## start Input records
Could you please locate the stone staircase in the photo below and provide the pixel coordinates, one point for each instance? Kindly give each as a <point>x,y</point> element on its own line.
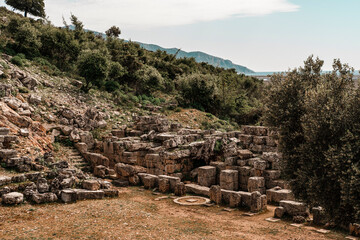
<point>76,160</point>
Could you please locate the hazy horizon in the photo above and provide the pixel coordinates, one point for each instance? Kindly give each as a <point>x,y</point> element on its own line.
<point>263,35</point>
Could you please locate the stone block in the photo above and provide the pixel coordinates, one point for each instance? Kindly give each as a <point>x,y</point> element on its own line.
## end Input records
## Brief
Starting from the first line and ending after the line that contains "<point>263,35</point>", reproduce those lines with "hazy horizon" replaced by "distant skyline" and everything else unchanged. Omit the pictures from your output.

## Solution for this exercise
Could you please locate the stone staircase in the photo below and provide the pixel coordinates, one point for each instance? Kindly give each as a <point>x,y</point> element on its own line.
<point>76,160</point>
Could you please locate the distant skyline in the photo above and provide the pixel coordinates, one point for each instance? Kindly give each as a <point>x,y</point> element on its own line.
<point>263,35</point>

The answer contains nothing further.